### WHAT TO PRODUCE
Collect every line in the items below that contains the string "metal", and copy each such line in full.

### RECORDS FOR THE EXERCISE

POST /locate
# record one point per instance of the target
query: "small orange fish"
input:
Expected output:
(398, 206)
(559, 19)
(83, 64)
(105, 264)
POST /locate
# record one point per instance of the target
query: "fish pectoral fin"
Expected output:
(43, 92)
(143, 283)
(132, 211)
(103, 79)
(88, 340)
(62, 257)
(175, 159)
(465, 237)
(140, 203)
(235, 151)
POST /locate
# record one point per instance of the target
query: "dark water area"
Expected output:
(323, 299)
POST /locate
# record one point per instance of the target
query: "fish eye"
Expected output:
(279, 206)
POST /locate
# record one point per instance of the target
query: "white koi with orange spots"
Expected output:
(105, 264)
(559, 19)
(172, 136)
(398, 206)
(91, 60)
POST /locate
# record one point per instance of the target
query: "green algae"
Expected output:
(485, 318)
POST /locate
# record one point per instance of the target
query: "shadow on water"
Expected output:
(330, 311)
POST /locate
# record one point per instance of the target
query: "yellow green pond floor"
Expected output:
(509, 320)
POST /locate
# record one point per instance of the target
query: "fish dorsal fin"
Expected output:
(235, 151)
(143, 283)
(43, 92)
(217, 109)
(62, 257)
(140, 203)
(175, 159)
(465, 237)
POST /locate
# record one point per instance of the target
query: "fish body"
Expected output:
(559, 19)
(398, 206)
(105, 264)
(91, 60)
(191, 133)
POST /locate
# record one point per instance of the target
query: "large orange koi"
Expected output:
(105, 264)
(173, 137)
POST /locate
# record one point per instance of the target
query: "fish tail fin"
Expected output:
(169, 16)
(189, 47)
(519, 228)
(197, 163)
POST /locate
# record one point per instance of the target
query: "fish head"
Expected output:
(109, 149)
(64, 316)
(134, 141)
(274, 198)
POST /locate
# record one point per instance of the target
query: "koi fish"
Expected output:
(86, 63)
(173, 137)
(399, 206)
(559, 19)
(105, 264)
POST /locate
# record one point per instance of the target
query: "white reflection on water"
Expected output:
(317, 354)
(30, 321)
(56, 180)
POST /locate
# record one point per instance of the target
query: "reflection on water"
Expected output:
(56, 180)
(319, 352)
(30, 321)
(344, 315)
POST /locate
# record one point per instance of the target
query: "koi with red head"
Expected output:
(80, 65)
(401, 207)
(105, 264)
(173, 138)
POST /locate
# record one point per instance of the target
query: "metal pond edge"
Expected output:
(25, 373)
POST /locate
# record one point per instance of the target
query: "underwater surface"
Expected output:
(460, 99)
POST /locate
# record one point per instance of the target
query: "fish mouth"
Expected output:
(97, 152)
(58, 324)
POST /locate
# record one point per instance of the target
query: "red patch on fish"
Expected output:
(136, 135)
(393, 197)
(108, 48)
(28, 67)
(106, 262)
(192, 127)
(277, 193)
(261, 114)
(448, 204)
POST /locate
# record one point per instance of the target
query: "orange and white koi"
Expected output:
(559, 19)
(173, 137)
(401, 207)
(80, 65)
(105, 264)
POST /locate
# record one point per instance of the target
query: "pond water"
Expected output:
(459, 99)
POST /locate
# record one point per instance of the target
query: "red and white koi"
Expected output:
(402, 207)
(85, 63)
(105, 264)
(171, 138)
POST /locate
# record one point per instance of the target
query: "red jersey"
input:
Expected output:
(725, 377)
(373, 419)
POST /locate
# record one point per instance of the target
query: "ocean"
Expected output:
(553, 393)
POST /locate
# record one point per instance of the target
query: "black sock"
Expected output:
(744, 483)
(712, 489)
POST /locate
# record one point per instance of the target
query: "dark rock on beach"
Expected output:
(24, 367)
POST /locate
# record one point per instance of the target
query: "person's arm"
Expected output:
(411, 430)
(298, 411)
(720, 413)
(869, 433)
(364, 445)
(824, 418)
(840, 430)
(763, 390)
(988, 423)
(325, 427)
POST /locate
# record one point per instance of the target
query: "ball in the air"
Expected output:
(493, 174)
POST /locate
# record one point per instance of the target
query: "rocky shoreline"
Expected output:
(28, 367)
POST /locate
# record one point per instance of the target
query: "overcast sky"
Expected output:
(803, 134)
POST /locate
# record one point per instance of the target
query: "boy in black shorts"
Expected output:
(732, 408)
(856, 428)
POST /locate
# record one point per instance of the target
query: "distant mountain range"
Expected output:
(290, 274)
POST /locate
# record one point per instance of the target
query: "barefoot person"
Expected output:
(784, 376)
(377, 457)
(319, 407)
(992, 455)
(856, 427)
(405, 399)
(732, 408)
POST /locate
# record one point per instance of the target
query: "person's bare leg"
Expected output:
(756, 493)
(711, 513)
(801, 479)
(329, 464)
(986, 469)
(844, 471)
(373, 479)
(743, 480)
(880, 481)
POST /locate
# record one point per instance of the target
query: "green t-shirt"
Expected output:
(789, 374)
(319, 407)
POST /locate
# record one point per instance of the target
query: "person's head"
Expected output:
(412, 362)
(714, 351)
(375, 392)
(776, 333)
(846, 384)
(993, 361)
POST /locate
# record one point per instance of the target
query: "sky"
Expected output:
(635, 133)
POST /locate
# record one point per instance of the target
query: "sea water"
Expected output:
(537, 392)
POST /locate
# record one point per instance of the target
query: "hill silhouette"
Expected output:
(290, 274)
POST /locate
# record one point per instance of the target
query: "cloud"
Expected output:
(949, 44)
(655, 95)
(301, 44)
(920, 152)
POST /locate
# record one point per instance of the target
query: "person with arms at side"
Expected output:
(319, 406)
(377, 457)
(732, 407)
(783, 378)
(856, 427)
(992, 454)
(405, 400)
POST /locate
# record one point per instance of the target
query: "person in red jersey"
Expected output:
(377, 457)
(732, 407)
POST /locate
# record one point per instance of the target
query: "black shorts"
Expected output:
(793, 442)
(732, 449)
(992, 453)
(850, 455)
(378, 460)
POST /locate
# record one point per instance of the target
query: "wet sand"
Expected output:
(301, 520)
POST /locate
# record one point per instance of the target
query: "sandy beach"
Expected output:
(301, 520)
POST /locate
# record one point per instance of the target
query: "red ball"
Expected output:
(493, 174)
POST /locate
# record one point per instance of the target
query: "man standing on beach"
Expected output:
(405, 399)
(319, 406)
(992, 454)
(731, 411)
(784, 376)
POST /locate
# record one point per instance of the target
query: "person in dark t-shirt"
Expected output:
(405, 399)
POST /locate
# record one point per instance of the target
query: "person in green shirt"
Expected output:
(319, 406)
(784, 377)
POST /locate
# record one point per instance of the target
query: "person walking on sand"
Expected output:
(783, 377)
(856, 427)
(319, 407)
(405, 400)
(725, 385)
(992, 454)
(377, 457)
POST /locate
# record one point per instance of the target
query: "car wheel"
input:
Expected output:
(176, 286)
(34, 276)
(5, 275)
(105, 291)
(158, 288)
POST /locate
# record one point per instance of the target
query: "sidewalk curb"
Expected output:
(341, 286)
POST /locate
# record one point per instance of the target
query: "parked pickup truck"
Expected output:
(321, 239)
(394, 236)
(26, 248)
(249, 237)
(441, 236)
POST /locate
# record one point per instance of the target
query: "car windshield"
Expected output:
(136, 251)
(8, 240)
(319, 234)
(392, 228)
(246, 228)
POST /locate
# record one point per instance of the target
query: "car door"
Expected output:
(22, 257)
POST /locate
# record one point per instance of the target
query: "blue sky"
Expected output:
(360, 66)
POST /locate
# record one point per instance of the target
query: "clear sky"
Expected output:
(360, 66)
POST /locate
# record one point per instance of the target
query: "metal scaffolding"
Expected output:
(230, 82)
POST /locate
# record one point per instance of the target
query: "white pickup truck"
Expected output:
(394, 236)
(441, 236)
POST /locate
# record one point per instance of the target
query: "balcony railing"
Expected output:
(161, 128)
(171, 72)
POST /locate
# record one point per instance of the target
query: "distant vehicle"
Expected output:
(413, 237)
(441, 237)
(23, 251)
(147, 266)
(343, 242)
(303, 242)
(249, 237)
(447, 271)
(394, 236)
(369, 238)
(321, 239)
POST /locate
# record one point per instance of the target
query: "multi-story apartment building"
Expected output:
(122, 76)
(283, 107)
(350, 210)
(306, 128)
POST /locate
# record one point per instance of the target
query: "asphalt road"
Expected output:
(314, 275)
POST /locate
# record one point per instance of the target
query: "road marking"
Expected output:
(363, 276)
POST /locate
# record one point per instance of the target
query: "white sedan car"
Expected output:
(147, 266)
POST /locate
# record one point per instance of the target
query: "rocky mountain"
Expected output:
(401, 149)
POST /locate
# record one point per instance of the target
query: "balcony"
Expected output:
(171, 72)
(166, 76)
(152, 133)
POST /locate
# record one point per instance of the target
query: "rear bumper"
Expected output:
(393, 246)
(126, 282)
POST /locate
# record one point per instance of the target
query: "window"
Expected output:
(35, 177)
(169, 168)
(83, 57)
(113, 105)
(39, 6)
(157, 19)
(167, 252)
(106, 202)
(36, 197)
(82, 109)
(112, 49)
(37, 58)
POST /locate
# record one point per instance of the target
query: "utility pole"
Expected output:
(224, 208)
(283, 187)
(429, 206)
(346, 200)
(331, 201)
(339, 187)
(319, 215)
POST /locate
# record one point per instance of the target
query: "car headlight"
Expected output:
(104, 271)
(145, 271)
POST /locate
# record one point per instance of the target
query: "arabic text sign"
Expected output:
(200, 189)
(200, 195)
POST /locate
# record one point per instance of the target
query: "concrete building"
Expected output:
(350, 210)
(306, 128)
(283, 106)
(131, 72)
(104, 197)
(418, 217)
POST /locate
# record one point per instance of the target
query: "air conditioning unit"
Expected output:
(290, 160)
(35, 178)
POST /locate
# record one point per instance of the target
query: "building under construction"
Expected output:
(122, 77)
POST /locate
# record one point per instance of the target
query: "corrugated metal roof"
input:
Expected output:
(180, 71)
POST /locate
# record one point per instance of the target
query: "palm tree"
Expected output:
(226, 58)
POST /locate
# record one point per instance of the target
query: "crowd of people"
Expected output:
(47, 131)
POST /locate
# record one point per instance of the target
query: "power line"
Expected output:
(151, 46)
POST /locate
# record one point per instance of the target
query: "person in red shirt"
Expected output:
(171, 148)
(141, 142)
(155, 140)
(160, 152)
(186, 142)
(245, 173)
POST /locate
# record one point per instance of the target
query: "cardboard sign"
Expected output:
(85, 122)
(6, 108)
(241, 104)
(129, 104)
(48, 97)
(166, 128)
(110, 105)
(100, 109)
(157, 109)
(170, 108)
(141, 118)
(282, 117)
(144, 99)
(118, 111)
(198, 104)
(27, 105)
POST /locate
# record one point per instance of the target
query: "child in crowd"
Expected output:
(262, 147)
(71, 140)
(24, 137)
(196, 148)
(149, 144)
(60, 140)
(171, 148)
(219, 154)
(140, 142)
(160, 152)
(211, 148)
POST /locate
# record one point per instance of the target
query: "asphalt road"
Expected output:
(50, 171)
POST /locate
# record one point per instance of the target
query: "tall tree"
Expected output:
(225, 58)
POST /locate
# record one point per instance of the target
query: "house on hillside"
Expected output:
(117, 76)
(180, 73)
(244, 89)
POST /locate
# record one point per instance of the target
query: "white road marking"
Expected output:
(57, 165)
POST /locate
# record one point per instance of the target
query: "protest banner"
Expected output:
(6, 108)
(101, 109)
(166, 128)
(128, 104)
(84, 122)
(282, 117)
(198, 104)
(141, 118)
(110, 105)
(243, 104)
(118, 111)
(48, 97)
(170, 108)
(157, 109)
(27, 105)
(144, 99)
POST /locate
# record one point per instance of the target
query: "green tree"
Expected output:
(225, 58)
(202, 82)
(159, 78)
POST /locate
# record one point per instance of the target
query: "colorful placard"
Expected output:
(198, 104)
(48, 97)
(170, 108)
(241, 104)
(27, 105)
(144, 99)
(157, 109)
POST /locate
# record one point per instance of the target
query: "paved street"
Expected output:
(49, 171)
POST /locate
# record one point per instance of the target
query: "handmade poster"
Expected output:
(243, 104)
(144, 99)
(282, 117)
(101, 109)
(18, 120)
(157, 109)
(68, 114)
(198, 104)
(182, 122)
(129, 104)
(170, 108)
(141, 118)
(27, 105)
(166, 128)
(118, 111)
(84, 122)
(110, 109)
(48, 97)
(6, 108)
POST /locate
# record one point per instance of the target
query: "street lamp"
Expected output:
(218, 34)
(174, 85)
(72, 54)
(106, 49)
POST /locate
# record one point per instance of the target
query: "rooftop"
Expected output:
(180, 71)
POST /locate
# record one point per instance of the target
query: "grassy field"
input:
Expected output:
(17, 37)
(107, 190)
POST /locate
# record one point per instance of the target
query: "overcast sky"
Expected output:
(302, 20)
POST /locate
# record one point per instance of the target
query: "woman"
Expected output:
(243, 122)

### EXPECTED ANSWER
query: "metal pond edge"
query: "metal scaffolding"
query: "corrugated metal roof"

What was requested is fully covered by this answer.